* **PROMPT 1**
Which abbreviations for a country, an organization, a mission, or an armed force appear in the peacekeeping article below? Leave out the currency sign US$.
* **PROMPT 2**
Answer these questions from the peacekeeping article below:
(a) What have some cynics called peacekeeping operations?
(b) Which contingent of UNAMID does the article single out?
(c) What value does it give for the school in Turba Village?

*** Opening of PAGE TEXT ***

It was refreshing reading. Here was a peace keeping force, not just keeping the peace (which often means standing between warring factions and watching helplessly as they carry on the butcher of innocent people), but also becoming a community development operation.

It was different from what we have been accustomed to – depressing reports of peace keepers breaking what little peace exists where they are deployed and instead turning into the same lawless belligerents they are supposed to keep apart.

In the past few years, this change of roles has been happening with greater regularity in our region, leading many to lose faith in the value of peacekeeping operations. Some cynics have, in fact, called them expensive looting and pleasure excursions. Conditions in the Democratic Republic of Congo (DRC) under UN peacekeeping operation (MONUSCO) have been said to be not very different from King Leopold’s Congo.

That may be harsh, but it generally sums up the negative manner in which UN Peace missions are regarded.

The conduct of UNAMID in Darfur, especially that of its Rwanda Defence Force (RDF) contingent is changing that perception and may redeem the image of UN Peace Keeping. And if it does, that would make for marvellous irony. UN peace keeping failed Rwanda and now Rwanda may offer salvation to UN peace keeping and restore belief in its effectiveness!

Last week’s report of UNAMID’s involvement in health care in Darfur follows another one about three months ago that spoke of the RDF building a school in the region.

A battalion of RDF helped build a school in Turba Village valued at US$16,000. Officers and men of the battalion contributed US$5,000, while technicians provided windows and doors and other furniture.

*** Close of PAGE TEXT ***
*** Opening of DATASET RECORDS ***

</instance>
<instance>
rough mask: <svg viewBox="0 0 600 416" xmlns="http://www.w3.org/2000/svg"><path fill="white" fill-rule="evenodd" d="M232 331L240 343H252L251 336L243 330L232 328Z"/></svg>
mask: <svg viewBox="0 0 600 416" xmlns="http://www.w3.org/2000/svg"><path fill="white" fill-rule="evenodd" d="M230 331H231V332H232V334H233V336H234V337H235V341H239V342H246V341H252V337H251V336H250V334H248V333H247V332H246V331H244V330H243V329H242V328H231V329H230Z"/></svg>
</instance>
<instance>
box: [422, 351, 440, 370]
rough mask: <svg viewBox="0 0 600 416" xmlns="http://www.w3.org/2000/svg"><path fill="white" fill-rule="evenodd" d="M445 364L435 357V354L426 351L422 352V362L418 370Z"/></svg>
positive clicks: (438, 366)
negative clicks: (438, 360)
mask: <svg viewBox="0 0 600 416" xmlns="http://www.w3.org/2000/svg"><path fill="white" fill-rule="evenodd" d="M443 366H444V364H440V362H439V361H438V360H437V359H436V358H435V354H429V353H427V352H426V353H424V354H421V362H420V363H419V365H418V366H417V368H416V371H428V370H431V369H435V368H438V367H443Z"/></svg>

*** Close of DATASET RECORDS ***
*** Opening of DATASET RECORDS ***

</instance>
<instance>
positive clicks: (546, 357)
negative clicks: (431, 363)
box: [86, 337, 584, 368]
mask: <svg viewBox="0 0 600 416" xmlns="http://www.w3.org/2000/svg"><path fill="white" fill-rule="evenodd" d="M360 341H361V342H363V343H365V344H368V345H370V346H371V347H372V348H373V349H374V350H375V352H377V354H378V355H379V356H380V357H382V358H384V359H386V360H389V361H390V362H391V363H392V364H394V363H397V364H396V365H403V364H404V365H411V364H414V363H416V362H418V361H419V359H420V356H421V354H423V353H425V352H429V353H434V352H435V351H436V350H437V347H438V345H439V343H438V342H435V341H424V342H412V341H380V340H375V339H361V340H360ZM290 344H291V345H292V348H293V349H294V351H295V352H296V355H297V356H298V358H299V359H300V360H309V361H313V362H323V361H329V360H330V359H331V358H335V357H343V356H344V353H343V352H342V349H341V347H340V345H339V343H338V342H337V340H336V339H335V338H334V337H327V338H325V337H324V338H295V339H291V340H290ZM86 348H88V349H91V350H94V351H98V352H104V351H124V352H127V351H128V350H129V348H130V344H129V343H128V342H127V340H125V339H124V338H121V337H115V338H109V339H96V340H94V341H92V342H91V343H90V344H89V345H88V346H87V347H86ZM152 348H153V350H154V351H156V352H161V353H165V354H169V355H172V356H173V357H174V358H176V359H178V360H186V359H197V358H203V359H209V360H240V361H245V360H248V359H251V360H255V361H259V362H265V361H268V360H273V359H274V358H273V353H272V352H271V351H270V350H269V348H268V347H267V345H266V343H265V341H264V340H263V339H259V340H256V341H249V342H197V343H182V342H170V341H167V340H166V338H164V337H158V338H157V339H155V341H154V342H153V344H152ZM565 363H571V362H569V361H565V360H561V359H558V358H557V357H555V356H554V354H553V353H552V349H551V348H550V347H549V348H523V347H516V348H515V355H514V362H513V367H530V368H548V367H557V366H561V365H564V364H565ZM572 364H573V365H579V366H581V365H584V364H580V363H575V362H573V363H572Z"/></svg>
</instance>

*** Close of DATASET RECORDS ***

* **RESPONSE BOX 1**
DRC, UN, MONUSCO, UNAMID, RDF

* **RESPONSE BOX 2**
(a) Expensive looting and pleasure excursions
(b) The Rwanda Defence Force (RDF) contingent
(c) US$16,000